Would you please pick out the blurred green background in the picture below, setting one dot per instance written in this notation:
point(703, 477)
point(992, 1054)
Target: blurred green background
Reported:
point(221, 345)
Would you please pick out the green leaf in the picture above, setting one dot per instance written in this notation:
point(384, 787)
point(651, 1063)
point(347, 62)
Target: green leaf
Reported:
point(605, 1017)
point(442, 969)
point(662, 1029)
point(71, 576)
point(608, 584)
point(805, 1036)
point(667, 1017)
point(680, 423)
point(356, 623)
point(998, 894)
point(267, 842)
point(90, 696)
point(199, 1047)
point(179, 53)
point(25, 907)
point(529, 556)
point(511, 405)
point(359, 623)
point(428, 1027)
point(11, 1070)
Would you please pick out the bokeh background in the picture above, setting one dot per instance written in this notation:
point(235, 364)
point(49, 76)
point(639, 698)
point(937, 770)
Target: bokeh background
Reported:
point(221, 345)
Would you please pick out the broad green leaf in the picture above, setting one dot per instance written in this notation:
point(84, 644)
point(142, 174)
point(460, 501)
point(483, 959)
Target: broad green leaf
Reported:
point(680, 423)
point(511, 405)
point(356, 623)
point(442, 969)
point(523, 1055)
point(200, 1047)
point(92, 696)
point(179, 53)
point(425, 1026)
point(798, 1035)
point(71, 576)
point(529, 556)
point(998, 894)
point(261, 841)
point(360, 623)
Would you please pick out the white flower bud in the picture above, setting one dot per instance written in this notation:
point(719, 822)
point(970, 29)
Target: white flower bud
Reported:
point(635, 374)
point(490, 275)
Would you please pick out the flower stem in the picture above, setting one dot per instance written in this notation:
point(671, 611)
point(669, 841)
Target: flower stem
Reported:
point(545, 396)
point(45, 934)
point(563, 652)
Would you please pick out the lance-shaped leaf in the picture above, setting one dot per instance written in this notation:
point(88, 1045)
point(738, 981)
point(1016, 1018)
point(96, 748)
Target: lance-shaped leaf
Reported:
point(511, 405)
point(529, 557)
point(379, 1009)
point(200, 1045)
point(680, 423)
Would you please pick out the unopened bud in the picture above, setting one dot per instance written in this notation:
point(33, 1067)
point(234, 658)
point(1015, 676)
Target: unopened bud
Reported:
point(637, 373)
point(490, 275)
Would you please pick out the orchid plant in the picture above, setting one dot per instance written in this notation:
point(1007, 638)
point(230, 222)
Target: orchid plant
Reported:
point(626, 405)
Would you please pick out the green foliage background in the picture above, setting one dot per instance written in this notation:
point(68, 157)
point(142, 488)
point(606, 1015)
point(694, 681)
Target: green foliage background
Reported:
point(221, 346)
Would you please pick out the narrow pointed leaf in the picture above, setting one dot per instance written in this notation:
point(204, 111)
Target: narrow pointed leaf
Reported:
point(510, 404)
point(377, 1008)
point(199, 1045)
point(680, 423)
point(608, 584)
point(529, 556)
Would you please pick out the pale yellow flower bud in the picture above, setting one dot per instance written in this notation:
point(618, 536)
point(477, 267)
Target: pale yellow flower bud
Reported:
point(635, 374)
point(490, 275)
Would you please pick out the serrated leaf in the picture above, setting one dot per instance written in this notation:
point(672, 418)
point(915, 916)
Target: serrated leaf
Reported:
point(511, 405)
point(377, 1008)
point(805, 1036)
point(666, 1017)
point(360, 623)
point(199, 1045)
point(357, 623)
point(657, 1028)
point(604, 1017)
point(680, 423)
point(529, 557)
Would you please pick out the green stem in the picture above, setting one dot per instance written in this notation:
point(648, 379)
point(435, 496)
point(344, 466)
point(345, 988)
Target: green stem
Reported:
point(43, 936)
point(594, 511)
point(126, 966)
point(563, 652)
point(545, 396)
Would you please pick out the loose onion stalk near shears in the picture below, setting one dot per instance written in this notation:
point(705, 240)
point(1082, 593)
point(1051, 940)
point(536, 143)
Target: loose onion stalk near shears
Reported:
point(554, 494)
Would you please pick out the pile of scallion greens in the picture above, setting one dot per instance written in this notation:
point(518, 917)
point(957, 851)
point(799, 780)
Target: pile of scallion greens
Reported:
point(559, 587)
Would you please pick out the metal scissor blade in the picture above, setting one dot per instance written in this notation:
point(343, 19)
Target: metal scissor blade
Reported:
=====
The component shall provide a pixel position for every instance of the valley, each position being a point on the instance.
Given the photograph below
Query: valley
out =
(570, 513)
=====
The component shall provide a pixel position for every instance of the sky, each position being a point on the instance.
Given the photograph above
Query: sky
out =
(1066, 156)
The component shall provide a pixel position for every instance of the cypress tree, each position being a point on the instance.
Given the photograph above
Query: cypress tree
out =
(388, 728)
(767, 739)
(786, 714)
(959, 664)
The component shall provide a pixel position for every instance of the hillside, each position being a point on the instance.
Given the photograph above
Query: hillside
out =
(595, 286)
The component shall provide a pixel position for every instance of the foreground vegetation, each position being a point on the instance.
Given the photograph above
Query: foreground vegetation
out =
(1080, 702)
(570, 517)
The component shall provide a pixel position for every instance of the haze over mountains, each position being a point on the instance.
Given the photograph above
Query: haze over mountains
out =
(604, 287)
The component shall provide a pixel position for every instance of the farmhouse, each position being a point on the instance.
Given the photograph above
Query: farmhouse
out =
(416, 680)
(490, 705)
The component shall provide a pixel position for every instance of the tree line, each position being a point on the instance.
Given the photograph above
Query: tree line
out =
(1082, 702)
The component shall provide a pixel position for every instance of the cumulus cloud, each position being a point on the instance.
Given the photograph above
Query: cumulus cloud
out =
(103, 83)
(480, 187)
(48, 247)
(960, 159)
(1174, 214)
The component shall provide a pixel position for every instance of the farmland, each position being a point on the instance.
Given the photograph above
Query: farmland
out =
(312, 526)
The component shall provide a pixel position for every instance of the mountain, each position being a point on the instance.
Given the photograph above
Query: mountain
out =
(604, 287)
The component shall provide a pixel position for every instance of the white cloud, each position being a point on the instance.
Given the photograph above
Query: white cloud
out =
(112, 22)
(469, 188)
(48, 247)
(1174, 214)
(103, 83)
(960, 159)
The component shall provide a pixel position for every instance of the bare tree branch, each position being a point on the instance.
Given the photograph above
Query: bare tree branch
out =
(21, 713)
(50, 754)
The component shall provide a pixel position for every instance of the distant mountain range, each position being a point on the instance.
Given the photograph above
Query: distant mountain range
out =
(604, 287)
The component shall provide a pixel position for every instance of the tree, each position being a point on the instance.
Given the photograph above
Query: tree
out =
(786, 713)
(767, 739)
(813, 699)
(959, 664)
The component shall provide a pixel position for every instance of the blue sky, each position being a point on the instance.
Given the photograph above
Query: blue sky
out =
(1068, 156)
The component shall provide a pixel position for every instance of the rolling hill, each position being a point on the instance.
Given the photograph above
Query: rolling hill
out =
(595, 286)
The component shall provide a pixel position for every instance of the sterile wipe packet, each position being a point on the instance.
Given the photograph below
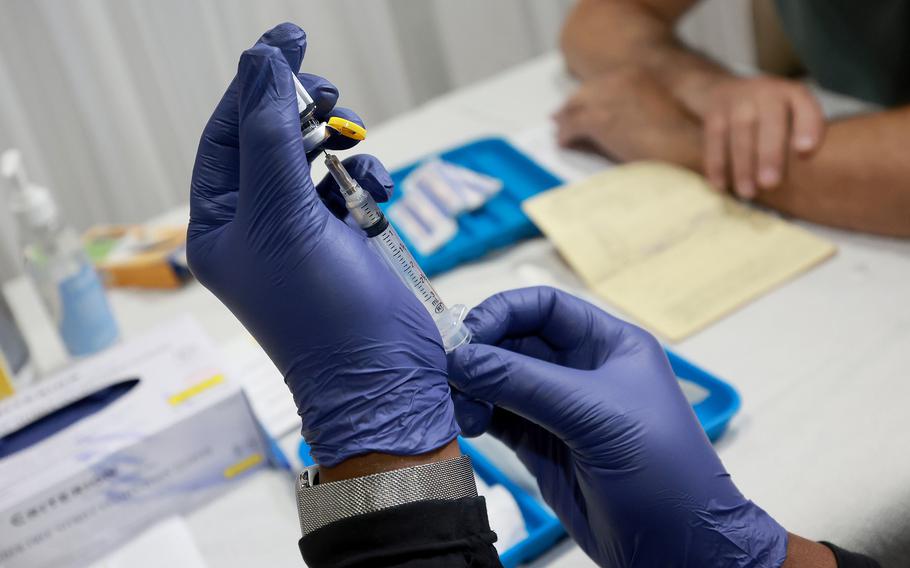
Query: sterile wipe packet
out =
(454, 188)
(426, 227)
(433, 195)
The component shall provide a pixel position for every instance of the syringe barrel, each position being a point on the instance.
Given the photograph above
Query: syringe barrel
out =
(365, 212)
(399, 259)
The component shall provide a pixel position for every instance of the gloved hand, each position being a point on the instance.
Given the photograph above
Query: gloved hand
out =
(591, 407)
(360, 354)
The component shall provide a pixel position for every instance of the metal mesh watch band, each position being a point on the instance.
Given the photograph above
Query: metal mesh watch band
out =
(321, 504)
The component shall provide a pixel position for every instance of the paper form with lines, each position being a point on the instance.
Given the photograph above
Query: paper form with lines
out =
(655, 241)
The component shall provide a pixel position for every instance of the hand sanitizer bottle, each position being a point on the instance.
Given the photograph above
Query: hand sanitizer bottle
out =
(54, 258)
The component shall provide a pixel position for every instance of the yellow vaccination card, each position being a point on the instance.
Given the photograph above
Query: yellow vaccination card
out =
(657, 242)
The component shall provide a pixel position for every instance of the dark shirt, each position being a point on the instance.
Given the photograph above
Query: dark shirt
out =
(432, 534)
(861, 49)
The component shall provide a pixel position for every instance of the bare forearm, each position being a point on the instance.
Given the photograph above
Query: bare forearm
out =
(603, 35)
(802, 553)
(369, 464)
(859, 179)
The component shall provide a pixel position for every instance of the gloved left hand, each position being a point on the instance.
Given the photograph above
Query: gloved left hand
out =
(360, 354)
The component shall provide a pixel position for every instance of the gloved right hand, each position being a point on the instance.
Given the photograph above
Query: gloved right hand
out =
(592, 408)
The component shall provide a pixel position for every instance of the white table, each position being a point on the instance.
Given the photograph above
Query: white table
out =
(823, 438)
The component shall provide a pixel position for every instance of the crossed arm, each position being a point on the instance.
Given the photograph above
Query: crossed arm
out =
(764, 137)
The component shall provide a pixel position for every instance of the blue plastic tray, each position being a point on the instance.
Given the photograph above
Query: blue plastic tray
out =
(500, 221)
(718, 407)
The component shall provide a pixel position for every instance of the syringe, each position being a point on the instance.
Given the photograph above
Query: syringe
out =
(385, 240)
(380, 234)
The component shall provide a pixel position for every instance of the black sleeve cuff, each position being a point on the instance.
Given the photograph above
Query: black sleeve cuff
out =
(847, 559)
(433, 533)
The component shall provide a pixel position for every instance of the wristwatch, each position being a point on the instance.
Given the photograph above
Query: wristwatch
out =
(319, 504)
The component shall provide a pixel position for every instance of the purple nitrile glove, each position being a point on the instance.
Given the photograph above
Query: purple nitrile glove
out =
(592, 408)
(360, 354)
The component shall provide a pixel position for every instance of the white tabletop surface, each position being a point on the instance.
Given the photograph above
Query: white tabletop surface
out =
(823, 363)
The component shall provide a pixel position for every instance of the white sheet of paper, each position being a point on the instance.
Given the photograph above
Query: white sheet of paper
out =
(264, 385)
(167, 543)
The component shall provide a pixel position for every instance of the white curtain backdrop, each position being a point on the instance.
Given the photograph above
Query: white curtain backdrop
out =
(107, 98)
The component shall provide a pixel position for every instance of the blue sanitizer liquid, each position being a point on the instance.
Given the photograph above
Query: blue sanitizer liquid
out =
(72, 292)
=====
WHAT THE TASK REQUIRES ▸ Pull out every line in the items above that contains the word "surface".

OUTPUT FOR THIS TASK ▸
The component shall provide a pixel position for every instance of the white tabletop surface, each position being a point on the instance.
Query: white tabletop surface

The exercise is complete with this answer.